> WRITTEN REQUEST: Reproduce the records below word for word, keeping every line as it appears.

[Dataset entries]
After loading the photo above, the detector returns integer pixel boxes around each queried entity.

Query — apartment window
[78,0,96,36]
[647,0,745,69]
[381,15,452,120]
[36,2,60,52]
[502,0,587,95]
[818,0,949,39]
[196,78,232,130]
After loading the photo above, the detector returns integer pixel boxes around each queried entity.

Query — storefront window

> TASK RESULT:
After loading the photo above, the detector returns integer pixel boxes around each queried entity.

Query — apartment window
[78,0,96,36]
[647,0,745,69]
[381,15,452,120]
[36,2,60,52]
[502,0,587,95]
[818,0,949,39]
[196,78,232,130]
After loading the photo above, the detector returns integer pixel boxes around each queried entity.

Query — storefront window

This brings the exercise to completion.